## What is needed
Would you repeat all of the records underneath, exactly as written?
*** Opening Information ***
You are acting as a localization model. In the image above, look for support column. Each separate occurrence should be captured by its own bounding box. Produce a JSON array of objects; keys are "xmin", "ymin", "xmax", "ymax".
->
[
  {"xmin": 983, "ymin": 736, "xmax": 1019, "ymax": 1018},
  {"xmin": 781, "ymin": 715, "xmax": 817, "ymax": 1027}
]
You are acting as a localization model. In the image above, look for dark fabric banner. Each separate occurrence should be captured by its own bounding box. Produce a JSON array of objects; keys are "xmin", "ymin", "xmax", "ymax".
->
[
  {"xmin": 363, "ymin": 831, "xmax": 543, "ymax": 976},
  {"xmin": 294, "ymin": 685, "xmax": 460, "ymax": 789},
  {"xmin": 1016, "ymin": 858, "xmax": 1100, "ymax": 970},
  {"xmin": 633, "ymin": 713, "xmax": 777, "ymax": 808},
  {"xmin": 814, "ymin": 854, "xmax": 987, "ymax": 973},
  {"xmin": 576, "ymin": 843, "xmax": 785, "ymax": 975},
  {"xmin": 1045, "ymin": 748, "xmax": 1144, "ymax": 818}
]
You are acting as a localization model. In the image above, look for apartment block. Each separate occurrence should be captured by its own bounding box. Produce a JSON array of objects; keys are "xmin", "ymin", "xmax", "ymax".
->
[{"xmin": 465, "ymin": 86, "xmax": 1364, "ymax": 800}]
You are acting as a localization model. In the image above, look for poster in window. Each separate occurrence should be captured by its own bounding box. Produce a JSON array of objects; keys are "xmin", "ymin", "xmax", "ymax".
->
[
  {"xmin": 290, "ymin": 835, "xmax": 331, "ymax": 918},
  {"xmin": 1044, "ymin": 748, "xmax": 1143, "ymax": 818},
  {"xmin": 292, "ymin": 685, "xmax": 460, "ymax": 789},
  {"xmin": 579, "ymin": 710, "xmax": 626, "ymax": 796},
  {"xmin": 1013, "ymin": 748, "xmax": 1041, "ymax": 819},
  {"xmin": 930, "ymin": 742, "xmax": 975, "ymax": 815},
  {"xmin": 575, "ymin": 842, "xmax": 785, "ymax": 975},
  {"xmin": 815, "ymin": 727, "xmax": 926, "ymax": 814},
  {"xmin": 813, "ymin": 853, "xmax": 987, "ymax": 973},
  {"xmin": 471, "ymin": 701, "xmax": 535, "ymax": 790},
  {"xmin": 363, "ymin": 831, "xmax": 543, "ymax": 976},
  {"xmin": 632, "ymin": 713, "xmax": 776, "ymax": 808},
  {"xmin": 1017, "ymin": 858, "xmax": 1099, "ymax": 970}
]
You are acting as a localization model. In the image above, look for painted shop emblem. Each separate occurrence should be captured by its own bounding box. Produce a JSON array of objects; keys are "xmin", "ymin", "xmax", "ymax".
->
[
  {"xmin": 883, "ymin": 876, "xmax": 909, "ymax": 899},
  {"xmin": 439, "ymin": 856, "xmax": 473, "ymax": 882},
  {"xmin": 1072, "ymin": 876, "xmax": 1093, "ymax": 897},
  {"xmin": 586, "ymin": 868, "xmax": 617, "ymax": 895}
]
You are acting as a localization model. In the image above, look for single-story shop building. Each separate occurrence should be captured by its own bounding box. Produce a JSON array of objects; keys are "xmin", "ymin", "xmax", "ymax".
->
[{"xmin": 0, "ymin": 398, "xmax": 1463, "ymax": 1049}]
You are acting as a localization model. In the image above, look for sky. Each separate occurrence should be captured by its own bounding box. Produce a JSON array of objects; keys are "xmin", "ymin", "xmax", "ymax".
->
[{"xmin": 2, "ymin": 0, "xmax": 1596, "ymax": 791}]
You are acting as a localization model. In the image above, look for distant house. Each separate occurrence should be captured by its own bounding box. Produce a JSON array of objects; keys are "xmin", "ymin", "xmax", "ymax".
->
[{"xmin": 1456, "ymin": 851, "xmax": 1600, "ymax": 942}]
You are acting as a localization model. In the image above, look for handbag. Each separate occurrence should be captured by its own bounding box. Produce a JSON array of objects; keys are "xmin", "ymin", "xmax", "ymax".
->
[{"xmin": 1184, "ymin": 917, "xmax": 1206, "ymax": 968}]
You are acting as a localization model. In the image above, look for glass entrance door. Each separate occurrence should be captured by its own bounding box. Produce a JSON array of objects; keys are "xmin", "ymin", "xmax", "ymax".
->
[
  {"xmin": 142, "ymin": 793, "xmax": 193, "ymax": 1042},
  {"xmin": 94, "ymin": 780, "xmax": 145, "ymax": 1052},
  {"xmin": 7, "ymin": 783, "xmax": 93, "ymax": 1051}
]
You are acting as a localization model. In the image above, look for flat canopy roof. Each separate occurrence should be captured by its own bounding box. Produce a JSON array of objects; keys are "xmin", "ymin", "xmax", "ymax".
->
*** Closing Information ***
## Result
You are acting as a localization model. In the image above, look for support column. Each separate occurrence should be captured by its own bounding box. Produce a JSON array of objects; keys are "xmin", "ymin", "xmax", "ymax".
->
[
  {"xmin": 983, "ymin": 736, "xmax": 1019, "ymax": 1018},
  {"xmin": 781, "ymin": 715, "xmax": 817, "ymax": 1027}
]
You are acting as a localization model. In the image above, look for dark fabric banner. Each separate occurrence should be captured by its own bounding box. Produce a JSON array of objects; keys are "xmin", "ymin", "xmax", "ymax".
->
[
  {"xmin": 363, "ymin": 831, "xmax": 543, "ymax": 976},
  {"xmin": 294, "ymin": 685, "xmax": 460, "ymax": 789},
  {"xmin": 1016, "ymin": 858, "xmax": 1100, "ymax": 970},
  {"xmin": 633, "ymin": 713, "xmax": 777, "ymax": 808},
  {"xmin": 814, "ymin": 854, "xmax": 987, "ymax": 973},
  {"xmin": 576, "ymin": 843, "xmax": 785, "ymax": 975},
  {"xmin": 1045, "ymin": 748, "xmax": 1144, "ymax": 818}
]
You are acting as a localization model. In the image above, look for apartment block. Each separate occurrence should be captured by its own bounding box. Produce a JSON array of objects; keys are "xmin", "ymin", "xmax", "ymax".
->
[{"xmin": 465, "ymin": 86, "xmax": 1364, "ymax": 800}]
You are acting as a localization model. In the image above, look for poster in window. Each separate occurrence should be captured by its own bounding box. Produce a JSON array of objects; keys are "xmin", "ymin", "xmax", "ymax".
->
[
  {"xmin": 290, "ymin": 835, "xmax": 331, "ymax": 918},
  {"xmin": 1044, "ymin": 748, "xmax": 1143, "ymax": 818},
  {"xmin": 292, "ymin": 685, "xmax": 460, "ymax": 789},
  {"xmin": 579, "ymin": 710, "xmax": 626, "ymax": 796},
  {"xmin": 1013, "ymin": 748, "xmax": 1041, "ymax": 819},
  {"xmin": 930, "ymin": 742, "xmax": 975, "ymax": 815},
  {"xmin": 575, "ymin": 842, "xmax": 785, "ymax": 975},
  {"xmin": 815, "ymin": 727, "xmax": 926, "ymax": 814},
  {"xmin": 813, "ymin": 853, "xmax": 987, "ymax": 973},
  {"xmin": 471, "ymin": 701, "xmax": 535, "ymax": 790},
  {"xmin": 363, "ymin": 831, "xmax": 543, "ymax": 976},
  {"xmin": 632, "ymin": 713, "xmax": 776, "ymax": 808},
  {"xmin": 1017, "ymin": 858, "xmax": 1099, "ymax": 970}
]
You are acting as a localization model. In the image above, look for painted shop emblem. Each separate occurrence should be captured by its own bounding box. Produce a JSON array of objects; keys are "xmin", "ymin", "xmax", "ymax".
->
[
  {"xmin": 883, "ymin": 876, "xmax": 909, "ymax": 899},
  {"xmin": 439, "ymin": 856, "xmax": 473, "ymax": 882},
  {"xmin": 1072, "ymin": 876, "xmax": 1093, "ymax": 897},
  {"xmin": 586, "ymin": 868, "xmax": 617, "ymax": 895}
]
You are acting as a localization model. In the image above, look for single-story shop building. Each separate occurrence should be captured by its own bounding box. Produce a JSON array of objects; keys are "xmin", "ymin", "xmax", "ymax".
->
[{"xmin": 0, "ymin": 398, "xmax": 1463, "ymax": 1049}]
You are acting as a localization model. In the image above, look for sky. Each separate occurrence should be captured by its own bounding box. Produce a JSON array of objects; keys are "xmin", "ymin", "xmax", "ymax".
->
[{"xmin": 2, "ymin": 0, "xmax": 1596, "ymax": 791}]
You are acting as a localization model. In the image above, look for distant house. Each separate occurrence should be captured by its own bounding box. Produce a JSON array of objects; keys are "xmin", "ymin", "xmax", "ymax".
->
[{"xmin": 1456, "ymin": 851, "xmax": 1600, "ymax": 942}]
You are acting as a localization model. In the image above, look for handbag. Each separate occurrence should be captured by its own bounding box. Produce a JSON array of objects; keys are "xmin", "ymin", "xmax", "ymax".
->
[{"xmin": 1184, "ymin": 917, "xmax": 1206, "ymax": 968}]
You are acting as a localization model. In the image above, look for glass entrance door. Each separate occurrence should be captured by its own bounding box. Produce a JSON array of objects; keys are "xmin", "ymin", "xmax", "ymax".
->
[
  {"xmin": 142, "ymin": 793, "xmax": 193, "ymax": 1042},
  {"xmin": 94, "ymin": 780, "xmax": 145, "ymax": 1052},
  {"xmin": 7, "ymin": 783, "xmax": 93, "ymax": 1051}
]
You are acting as a localization model. In the image above, look for flat canopy roof. Each separate occurrence should be captured by its own bounding box. Produce a JSON array of objects; keys are "xmin", "ymin", "xmax", "ymax".
->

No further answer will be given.